Directions -> According to the review excerpt below, what gives Ralph Fiennes' character such a beautiful charge? Answer in one to three sentences.
----- Supplied passage -----
What’s just as amazing is that they can hand the director’s chair over to Nia DaCosta for a sequel a mere six months later and get a new movie that continues those ideas while finding ways to jolt and surprise that are all its own. The action moves to Ralph Fiennes’ neck of the woods for 28 Years Later: The Bone Temple. There he’s working through some experiments to see if he can calm the zombie beasts. He doesn’t have a cure, but he’s got some theories. In a quiet moment, he admits to another that the world used to feel certain. We have a sense that he’s a compassionate man of science who misses the certainty, and in fact clings to a kind of dignity and respect for all life that allows him to maintain a steady center. And yet, coated in disinfecting iodine, living in an ossuary, and stalking the fields with a tranquilizing blowdart mumbling Duran Duran lyrics to himself, he cuts a figure that, from a distance, approaches madness. He scares people, but he’s the most sensitive to their pain. It’s that tension of a sensible man in insensible times that gives the character such a beautiful charge, a patient bedside manner with a dash of danger.
----- Record extracts -----
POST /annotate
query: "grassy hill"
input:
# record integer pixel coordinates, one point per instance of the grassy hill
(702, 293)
-----
----- Record extracts -----
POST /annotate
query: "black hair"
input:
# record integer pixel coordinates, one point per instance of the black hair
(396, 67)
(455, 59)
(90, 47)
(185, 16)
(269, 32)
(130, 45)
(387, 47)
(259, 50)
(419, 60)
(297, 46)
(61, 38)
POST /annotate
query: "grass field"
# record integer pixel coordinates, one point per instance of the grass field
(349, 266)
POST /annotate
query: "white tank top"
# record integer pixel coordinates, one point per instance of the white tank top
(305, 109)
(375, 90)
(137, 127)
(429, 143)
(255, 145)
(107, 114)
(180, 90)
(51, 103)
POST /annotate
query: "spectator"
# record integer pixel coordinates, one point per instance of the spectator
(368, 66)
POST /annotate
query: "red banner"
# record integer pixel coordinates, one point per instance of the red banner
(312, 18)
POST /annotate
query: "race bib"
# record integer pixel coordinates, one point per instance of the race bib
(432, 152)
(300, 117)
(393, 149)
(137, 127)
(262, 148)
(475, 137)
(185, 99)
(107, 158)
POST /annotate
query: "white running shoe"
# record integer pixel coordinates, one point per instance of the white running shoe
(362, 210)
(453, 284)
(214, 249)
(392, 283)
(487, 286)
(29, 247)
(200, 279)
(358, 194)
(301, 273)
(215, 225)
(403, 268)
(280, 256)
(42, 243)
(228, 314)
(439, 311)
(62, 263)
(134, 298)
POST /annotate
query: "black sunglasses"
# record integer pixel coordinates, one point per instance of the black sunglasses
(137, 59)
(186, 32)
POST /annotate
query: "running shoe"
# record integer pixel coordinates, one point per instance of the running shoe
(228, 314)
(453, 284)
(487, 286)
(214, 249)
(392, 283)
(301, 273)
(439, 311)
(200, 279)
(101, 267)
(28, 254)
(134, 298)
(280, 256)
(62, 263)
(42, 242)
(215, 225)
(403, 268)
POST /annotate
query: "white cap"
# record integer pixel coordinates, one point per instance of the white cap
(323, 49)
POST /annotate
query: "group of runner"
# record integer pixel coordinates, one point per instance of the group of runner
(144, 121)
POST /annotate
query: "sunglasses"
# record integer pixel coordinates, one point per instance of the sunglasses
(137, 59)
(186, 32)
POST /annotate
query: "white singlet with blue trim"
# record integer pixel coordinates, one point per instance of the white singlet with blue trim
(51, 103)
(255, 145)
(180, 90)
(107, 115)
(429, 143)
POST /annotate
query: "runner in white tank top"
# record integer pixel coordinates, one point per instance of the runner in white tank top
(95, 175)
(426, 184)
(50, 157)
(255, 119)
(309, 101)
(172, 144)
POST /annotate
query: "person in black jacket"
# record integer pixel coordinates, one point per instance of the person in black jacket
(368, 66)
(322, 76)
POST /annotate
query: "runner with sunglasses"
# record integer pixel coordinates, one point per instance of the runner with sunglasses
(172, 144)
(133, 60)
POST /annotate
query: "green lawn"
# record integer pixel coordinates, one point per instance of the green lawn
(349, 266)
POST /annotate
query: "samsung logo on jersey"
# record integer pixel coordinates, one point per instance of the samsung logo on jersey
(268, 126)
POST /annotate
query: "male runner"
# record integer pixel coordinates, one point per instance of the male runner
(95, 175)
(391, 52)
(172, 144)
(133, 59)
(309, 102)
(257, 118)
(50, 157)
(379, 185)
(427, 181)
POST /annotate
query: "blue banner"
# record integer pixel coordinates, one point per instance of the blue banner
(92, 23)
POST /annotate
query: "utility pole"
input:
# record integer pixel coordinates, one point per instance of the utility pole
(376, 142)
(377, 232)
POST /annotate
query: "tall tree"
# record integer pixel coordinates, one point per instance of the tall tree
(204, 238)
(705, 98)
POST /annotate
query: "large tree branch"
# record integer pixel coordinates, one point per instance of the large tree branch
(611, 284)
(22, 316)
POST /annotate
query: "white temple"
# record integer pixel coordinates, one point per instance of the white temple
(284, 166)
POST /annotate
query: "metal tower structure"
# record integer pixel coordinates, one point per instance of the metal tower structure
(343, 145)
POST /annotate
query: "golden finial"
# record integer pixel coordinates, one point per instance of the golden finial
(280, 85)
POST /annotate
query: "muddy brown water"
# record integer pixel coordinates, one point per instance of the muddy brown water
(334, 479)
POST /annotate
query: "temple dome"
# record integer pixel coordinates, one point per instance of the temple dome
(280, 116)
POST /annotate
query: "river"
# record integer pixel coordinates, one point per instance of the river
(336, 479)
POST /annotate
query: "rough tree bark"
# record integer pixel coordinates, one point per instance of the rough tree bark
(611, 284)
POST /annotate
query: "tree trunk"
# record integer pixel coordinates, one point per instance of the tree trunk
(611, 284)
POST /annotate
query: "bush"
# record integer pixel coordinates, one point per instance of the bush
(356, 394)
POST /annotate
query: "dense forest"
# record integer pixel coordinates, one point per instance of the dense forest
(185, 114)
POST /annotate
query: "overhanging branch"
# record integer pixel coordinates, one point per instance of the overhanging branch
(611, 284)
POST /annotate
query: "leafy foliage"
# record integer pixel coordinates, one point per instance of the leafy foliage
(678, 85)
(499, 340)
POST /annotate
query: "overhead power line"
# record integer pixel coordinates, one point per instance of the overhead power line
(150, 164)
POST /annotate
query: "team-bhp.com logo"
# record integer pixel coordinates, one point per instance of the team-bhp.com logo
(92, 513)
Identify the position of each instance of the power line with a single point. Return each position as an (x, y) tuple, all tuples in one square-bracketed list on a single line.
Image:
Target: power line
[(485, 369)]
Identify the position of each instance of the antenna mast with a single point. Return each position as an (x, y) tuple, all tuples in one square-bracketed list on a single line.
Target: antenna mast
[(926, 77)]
-----
Problem solution -> The charge comes from the tension of a sensible man in insensible times. He is a compassionate man of science, the most sensitive to others' pain, with a patient bedside manner. Yet his iodine coating, his home in an ossuary, and his blowdart stalking make him seem close to madness from a distance, which adds a dash of danger.